= What to work on =
Reproduce every line of the items below word for word, leaving out the pictures.

* * * *

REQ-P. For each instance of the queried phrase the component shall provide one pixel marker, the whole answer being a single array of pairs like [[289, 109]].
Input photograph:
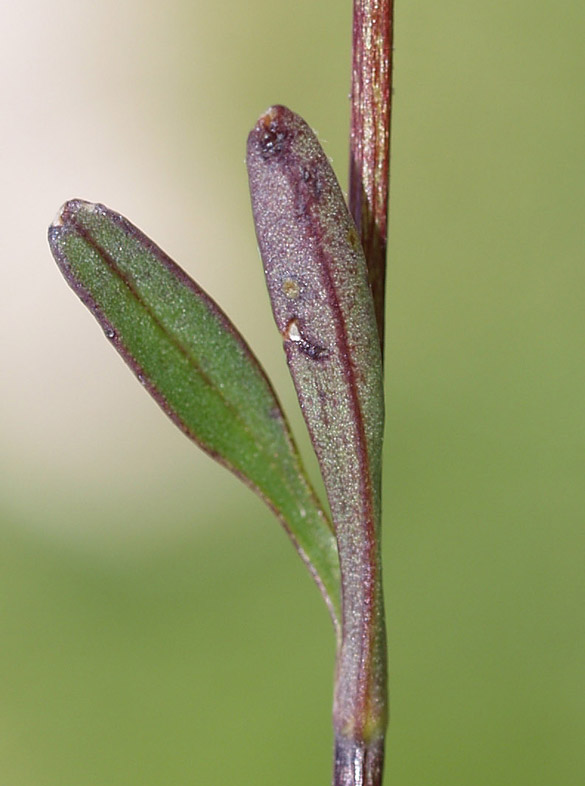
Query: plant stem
[[360, 711], [371, 99]]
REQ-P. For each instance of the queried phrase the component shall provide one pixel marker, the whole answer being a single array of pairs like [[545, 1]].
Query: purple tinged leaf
[[197, 366], [322, 304]]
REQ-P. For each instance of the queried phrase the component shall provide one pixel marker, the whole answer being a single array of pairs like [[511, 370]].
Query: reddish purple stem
[[371, 98]]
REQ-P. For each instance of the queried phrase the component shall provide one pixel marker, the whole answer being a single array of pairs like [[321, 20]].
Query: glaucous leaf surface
[[196, 365]]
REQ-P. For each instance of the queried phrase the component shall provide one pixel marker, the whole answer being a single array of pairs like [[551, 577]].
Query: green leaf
[[322, 303], [198, 368]]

* * * *

= The completed task =
REQ-P. For each instance of the queried phrase the component shall provide one pixel marker, the whole answer being a single array of pairs like [[289, 109]].
Input photograph:
Query: plant stem
[[360, 711], [371, 99]]
REQ-P. For each instance of the queried phrase the component shall provide one pixel marker, the whole answer being a single array of pairs like [[545, 1]].
Query: purple tinged leaf
[[197, 366], [322, 304]]
REQ-P. For each instance of the queried phrase the component shall provide one pixel marker, the whole answer being a single array of pairs like [[511, 370]].
Query: reddish purple stem
[[371, 98]]
REQ-P. For each instance of the queried phrase the component shall provide one pixel marker, the whole answer being a single array of pairs like [[321, 20]].
Query: glaucous leaf surface
[[196, 365]]
REQ-P. For each instance of the queried phrase the component shall provide one pixel marker, the whole answer being a single array of pairs like [[551, 577]].
Query: green leaf
[[322, 303], [198, 368]]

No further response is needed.